Saved data entries:
»»
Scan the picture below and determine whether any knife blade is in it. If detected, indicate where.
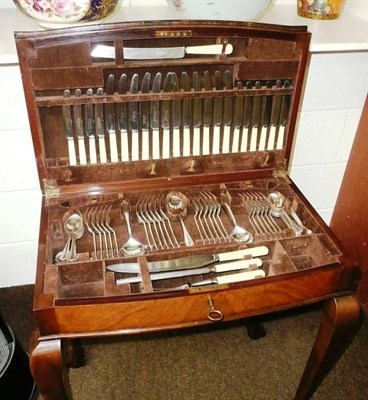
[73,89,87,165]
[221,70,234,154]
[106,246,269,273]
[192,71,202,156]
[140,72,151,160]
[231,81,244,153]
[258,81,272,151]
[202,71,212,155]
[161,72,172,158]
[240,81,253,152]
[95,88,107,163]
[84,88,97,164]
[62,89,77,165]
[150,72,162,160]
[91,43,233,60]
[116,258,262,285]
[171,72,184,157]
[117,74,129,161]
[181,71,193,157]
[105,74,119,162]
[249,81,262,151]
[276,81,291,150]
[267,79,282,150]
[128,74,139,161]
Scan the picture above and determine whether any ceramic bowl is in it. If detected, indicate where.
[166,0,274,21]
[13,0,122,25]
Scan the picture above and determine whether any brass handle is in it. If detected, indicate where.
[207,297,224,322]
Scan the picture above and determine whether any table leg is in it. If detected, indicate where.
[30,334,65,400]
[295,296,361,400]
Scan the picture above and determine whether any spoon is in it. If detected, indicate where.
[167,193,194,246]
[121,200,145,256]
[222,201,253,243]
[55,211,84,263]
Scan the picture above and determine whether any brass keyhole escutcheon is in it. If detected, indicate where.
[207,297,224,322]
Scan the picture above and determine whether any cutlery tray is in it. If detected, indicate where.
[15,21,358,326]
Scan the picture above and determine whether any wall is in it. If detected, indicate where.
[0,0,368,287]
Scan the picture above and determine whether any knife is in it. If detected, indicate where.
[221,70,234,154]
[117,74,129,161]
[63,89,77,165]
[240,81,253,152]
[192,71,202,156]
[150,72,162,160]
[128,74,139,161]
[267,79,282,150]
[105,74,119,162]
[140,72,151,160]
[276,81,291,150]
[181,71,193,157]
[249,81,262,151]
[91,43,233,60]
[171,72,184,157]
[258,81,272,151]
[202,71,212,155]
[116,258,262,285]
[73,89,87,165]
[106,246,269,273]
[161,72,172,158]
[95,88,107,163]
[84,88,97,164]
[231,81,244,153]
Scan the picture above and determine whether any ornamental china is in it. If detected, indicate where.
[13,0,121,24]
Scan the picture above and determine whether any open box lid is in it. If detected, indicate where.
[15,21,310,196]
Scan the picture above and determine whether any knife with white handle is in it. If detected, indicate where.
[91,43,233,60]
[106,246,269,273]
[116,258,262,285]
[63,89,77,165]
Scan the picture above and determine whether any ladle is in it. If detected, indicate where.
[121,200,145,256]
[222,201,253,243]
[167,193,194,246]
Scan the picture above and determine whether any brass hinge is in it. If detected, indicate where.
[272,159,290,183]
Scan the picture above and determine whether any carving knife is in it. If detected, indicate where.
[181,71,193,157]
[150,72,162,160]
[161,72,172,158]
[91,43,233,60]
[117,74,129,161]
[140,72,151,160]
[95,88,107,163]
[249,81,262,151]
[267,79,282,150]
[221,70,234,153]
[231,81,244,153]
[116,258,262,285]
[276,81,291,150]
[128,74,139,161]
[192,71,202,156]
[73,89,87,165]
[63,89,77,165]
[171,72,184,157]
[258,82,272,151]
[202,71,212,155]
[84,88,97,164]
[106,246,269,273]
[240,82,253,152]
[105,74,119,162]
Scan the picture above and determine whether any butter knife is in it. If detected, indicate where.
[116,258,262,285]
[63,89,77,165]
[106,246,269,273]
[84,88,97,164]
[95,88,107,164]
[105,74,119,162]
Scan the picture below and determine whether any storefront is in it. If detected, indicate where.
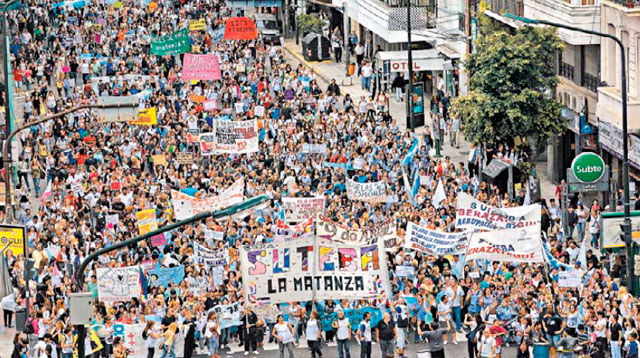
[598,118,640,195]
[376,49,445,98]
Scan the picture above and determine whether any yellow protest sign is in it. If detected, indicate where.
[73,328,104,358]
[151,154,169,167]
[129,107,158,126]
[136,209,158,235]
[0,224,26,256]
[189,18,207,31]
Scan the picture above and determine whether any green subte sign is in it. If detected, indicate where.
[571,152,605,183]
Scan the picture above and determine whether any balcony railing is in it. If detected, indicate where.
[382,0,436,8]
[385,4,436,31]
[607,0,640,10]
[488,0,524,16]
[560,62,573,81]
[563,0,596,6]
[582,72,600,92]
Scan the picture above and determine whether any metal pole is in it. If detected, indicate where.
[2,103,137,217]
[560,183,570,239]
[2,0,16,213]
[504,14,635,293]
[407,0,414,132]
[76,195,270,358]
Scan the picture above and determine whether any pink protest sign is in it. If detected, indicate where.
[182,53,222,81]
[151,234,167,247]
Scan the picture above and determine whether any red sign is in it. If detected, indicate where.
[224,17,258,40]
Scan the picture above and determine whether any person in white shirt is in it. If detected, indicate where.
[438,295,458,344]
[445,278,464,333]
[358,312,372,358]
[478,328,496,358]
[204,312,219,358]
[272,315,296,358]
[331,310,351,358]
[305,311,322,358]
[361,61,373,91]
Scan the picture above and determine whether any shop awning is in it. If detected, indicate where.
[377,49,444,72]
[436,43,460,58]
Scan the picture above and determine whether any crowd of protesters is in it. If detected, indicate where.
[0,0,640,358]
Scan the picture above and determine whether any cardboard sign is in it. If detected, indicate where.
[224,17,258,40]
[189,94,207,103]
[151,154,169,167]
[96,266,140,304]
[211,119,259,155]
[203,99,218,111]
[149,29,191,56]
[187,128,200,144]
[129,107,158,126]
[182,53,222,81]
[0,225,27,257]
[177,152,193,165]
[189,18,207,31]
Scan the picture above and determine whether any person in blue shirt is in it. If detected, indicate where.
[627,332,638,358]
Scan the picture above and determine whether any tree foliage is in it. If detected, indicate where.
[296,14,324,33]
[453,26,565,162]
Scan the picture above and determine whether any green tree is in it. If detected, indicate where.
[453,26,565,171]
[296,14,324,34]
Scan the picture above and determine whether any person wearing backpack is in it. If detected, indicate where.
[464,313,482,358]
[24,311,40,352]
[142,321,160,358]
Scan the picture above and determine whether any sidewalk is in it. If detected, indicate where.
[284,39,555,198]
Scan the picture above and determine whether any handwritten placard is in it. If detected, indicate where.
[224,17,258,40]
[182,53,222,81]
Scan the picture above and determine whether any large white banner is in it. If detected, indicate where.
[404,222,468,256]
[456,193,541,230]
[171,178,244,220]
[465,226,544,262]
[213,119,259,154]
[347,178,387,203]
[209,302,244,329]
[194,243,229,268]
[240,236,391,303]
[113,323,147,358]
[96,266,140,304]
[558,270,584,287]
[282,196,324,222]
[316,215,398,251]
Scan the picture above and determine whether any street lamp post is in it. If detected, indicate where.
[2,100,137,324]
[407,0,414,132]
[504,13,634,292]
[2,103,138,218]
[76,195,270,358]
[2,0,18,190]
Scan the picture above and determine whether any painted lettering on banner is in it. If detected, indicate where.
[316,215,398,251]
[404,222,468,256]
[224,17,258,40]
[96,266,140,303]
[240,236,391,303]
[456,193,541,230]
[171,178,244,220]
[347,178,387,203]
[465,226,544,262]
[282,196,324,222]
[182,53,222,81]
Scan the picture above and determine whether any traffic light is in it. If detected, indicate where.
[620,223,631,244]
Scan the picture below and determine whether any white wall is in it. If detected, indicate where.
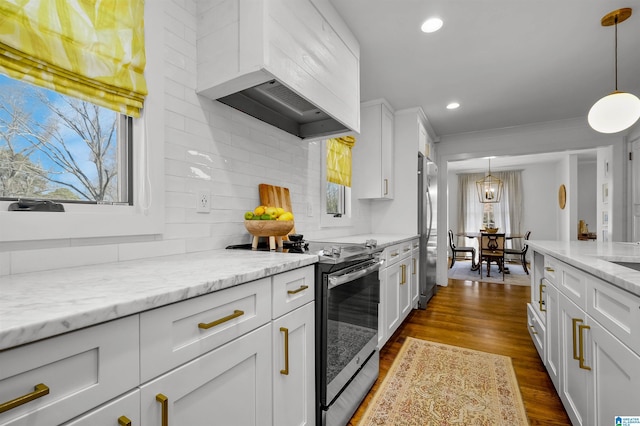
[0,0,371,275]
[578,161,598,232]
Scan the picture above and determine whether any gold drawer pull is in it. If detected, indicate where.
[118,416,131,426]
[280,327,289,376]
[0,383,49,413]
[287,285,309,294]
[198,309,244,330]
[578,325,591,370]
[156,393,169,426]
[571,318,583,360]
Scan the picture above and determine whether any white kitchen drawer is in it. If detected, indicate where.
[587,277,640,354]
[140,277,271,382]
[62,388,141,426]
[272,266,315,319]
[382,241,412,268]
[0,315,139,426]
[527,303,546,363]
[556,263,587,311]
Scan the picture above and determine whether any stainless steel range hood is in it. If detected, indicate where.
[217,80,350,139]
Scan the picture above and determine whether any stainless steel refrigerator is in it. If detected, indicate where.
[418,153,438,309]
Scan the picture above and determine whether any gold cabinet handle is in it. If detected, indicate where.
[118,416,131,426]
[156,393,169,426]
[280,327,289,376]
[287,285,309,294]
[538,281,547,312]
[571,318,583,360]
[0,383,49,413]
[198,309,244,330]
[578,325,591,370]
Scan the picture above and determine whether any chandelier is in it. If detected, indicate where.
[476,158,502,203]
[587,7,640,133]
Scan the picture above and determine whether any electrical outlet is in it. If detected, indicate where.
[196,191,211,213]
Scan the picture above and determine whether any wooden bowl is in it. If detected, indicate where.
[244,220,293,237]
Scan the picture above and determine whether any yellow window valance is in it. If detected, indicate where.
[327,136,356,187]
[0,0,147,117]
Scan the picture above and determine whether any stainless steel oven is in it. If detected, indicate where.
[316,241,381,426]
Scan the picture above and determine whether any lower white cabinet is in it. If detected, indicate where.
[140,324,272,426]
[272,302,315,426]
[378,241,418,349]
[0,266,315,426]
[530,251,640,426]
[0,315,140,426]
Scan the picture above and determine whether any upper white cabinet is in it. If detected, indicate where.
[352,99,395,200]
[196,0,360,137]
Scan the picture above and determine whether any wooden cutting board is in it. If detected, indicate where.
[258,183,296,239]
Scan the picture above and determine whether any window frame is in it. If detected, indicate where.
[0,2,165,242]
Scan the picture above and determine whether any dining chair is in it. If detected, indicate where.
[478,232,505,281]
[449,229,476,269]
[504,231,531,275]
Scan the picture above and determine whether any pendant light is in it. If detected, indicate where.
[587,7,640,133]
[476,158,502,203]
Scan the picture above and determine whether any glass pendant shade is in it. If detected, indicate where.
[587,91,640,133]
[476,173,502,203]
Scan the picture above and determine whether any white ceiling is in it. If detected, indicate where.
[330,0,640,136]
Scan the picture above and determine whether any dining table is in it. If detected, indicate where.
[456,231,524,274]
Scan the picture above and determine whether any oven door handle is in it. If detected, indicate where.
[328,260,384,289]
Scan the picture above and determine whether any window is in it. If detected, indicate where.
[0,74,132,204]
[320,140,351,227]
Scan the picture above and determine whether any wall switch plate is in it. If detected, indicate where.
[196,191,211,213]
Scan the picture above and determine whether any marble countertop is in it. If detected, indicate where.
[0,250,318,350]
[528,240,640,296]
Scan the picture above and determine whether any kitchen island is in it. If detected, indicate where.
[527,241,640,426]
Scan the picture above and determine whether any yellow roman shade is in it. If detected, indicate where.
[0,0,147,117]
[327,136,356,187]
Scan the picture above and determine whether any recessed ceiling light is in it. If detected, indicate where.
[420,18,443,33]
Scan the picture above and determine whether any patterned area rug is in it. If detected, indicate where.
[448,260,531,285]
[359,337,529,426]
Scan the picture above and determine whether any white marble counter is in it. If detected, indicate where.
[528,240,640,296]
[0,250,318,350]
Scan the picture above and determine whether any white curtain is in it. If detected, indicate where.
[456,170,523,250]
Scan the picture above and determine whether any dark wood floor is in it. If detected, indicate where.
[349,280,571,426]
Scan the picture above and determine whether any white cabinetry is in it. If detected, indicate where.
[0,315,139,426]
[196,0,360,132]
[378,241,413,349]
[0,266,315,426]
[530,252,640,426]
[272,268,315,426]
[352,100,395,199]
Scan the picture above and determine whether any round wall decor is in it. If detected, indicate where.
««
Task objective:
Copy the stretch from the line containing "Scan the picture above and determine whether any brass keyhole" through the line containing "[15,21,358,326]", changing "cutlery tray" to "silverware tray" and leaving everything else as it is.

Answer to this problem:
Scan the picture above and determine whether any brass keyhole escutcheon is in it. If detected, indicate where.
[207,297,224,322]
Scan the picture above and determine whether any silverware tray is in it. If detected, indicate where.
[15,21,358,326]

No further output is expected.